• _Dataset records_:
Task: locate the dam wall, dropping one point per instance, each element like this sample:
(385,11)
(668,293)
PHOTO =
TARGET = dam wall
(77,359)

• _Task requirements_: Rewrite the entries above, swapping every "dam wall" for "retaining wall" and keeping all else the same.

• _Exercise response_:
Task: locate the retaining wall, dropping one point per instance, each element like this sample:
(385,11)
(668,293)
PHOTO =
TARGET = retaining wall
(77,359)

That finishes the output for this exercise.